Short task: Copy each entry as it stands, leaving nothing out.

Records
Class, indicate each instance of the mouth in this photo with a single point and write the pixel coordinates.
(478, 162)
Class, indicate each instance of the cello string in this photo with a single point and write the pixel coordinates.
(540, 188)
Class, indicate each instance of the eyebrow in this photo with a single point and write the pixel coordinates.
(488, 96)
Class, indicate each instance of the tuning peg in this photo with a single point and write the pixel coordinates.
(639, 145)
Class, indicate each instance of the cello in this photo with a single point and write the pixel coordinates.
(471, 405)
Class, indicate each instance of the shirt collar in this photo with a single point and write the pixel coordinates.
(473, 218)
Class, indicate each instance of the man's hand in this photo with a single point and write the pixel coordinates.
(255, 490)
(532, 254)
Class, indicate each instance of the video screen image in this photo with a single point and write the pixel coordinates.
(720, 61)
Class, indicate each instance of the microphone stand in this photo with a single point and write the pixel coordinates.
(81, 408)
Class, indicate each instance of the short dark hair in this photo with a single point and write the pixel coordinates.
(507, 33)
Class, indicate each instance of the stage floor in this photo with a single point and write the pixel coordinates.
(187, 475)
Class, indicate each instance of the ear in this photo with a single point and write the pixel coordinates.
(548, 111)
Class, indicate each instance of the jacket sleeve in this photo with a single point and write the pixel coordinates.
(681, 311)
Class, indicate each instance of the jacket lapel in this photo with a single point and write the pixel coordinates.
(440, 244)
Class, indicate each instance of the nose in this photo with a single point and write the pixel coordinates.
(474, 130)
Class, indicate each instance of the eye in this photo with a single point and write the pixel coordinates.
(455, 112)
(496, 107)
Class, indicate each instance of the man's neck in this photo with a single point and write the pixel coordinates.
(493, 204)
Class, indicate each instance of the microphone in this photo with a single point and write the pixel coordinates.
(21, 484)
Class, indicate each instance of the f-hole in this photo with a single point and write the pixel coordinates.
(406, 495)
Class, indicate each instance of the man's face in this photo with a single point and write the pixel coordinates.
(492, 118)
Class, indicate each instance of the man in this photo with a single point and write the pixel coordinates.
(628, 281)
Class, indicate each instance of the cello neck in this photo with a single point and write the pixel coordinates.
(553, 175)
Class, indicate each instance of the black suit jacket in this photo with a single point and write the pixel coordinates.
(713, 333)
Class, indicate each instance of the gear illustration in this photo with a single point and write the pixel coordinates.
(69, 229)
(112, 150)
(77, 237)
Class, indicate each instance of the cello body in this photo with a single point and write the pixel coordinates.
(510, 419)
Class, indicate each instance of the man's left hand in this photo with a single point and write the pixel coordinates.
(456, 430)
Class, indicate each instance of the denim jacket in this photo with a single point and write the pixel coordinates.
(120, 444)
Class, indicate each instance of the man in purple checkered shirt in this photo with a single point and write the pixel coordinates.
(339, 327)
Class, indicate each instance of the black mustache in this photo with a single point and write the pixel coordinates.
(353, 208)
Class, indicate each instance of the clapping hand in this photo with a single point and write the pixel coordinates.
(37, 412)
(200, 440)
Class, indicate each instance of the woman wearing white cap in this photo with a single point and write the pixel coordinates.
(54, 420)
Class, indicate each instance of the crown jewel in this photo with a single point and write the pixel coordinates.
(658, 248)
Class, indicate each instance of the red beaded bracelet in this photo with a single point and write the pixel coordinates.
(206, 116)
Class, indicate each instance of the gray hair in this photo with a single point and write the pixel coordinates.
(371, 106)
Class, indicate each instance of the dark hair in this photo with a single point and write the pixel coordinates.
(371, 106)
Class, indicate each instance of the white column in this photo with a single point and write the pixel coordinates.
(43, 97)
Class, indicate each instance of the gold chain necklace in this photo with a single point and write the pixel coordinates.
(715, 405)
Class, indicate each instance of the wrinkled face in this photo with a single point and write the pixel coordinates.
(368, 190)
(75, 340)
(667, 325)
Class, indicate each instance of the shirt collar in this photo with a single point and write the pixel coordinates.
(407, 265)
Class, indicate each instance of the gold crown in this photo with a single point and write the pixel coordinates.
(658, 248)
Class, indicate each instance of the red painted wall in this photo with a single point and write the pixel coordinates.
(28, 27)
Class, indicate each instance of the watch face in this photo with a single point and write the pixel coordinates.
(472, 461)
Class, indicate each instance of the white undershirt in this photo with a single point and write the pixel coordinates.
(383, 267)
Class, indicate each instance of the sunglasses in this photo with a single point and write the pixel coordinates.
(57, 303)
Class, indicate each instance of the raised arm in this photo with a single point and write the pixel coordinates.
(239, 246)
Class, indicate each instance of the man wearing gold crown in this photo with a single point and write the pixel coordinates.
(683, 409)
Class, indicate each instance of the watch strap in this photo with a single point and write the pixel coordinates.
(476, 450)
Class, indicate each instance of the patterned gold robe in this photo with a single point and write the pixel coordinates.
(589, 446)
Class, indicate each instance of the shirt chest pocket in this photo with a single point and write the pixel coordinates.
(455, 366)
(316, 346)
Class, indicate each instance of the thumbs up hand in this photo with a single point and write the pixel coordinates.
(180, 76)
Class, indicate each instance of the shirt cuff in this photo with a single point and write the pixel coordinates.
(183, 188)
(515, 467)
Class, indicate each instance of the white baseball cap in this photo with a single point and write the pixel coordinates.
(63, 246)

Expected answer:
Class, indicate each instance of the mouth in this photo with a single point and write the pixel coordinates.
(478, 162)
Class, indicate each instance of the cello string in this photo with a single point and write the pixel coordinates.
(540, 188)
Class, indicate each instance of the eyebrow in this photo with a single point and write the pixel coordinates.
(488, 96)
Class, indicate each instance of the tuning peg in this photo with a single point and write the pixel coordinates.
(639, 145)
Class, indicate each instance of the cello in this photo with a single point and write the pixel coordinates.
(471, 405)
Class, indicate each instance of the shirt collar in this photo with a single point and write the pixel coordinates.
(473, 218)
Class, indicate each instance of the man's hand in this photo with a single point and write the pixel coordinates.
(255, 490)
(532, 254)
Class, indicate each instance of the video screen image in this photo with a single point and write the pixel coordinates.
(720, 61)
Class, indicate each instance of the microphone stand in this photo with a single point and write the pixel coordinates.
(81, 408)
Class, indicate each instance of the short dark hair in this photo with a single point and write the pixel coordinates.
(507, 33)
Class, indicate each instance of the stage floor in this photo with a single point and write the pixel coordinates.
(187, 475)
Class, indicate each instance of the ear in this photo with a single point and write the pixel coordinates.
(548, 111)
Class, indicate each instance of the jacket sleeve in this photo with a single point and write the pixel coordinates.
(681, 311)
Class, indicate each instance of the jacket lapel in this photo with a single point and write the pixel coordinates.
(440, 244)
Class, indicate each instance of the nose in this photo with a single point and write the pixel coordinates.
(474, 130)
Class, indicate each instance of the eye in this photo with a single point and write the pixel coordinates.
(455, 112)
(496, 107)
Class, indicate each instance of the man's neck in this photo with a single point and write the pixel coordinates.
(493, 204)
Class, indicate each instance of the microphone in this photo with a single point and write the pixel coordinates.
(21, 484)
Class, indicate each instance of the f-hole in this photo with a single point and write the pixel coordinates.
(406, 495)
Class, indicate each instance of the man's face in this photo with a single point and write the pixel coordinates.
(492, 118)
Class, indicate each instance of the man in this photo with a single point and write the pixel coordinates.
(628, 281)
Class, indicate each instance of the cello neck in this photo with a single point and write the pixel coordinates.
(553, 175)
Class, indicate each instance of the black suit jacket in this photo with a single point and write the pixel coordinates.
(713, 333)
Class, indicate each instance of the gear illustration in this photo with a single point and write the pixel coordinates.
(69, 229)
(112, 150)
(77, 237)
Class, indicate each instance of the cello body in this photo with a single point and write the pixel coordinates.
(510, 419)
Class, indicate each instance of the man's left hand in this photo with a single point and write the pixel coordinates.
(456, 430)
Class, indicate each instance of the denim jacket in this photo with a single point and write the pixel coordinates.
(120, 444)
Class, indicate each instance of the man in purple checkered shirt in this photo with a single point and write the pixel coordinates.
(339, 327)
Class, indicate each instance of the black mustache in this photo with a single point and write the pixel coordinates.
(353, 208)
Class, indicate each instance of the clapping hand in this photo with a single point and write the pixel coordinates.
(37, 412)
(200, 440)
Class, indicate each instance of the woman wearing white cap in this photo with a single point and write the pixel coordinates.
(54, 420)
Class, indicate each instance of the crown jewel in this photo with a single point and write the pixel coordinates.
(658, 248)
Class, indicate each instance of the red beaded bracelet in this photo with a single point and write the pixel coordinates.
(206, 116)
Class, indicate each instance of the gray hair in this photo with a single point and write the pixel coordinates.
(371, 106)
Class, indicate each instance of the dark hair in this photo with a single point and write the pixel coordinates.
(371, 106)
Class, indicate each instance of the white column in this photo with a single point and write the pixel coordinates.
(43, 97)
Class, indicate each instance of the gold chain necklace in this photo with a single point and write the pixel coordinates.
(715, 405)
Class, indicate each instance of the wrinkled face in this photo with a single point and write the pixel coordinates.
(368, 190)
(75, 340)
(667, 325)
Class, indicate each instance of the shirt collar in this photo with a single point and write the pixel coordinates.
(407, 265)
Class, indicate each instance of the gold crown in this photo with a single point and write the pixel coordinates.
(658, 248)
Class, indicate each instance of the red painted wall in this photo with a single point and write the pixel coordinates.
(28, 27)
Class, indicate each instance of the watch face in this photo with a single point and write the pixel coordinates.
(472, 461)
Class, indicate each instance of the white undershirt in this photo with a single point and write the pixel coordinates.
(383, 267)
Class, indicate each instance of the sunglasses in this photo with a single point and write the pixel coordinates.
(57, 303)
Class, indicate each instance of the raised arm in this photo with a single point and write the pixel coordinates.
(239, 246)
Class, indicate each instance of the man wearing gold crown in this photo with a single point and write the pixel coordinates.
(683, 409)
Class, indicate each instance of the watch strap in this photo with a single point and write the pixel coordinates.
(476, 450)
Class, indicate each instance of the patterned gold robe in this photo with a single point and write the pixel coordinates.
(589, 446)
Class, indicate each instance of the shirt chest pocket in this photo with a single point and write the pixel coordinates.
(455, 366)
(316, 346)
Class, indicate each instance of the thumbs up hand in this photo with a single point and write the pixel coordinates.
(180, 76)
Class, indicate each instance of the shirt cuff in this photo with a single point and write the pixel coordinates.
(183, 188)
(515, 467)
Class, indicate each instance of the white baseball cap in this photo with a single point and write the pixel coordinates.
(63, 246)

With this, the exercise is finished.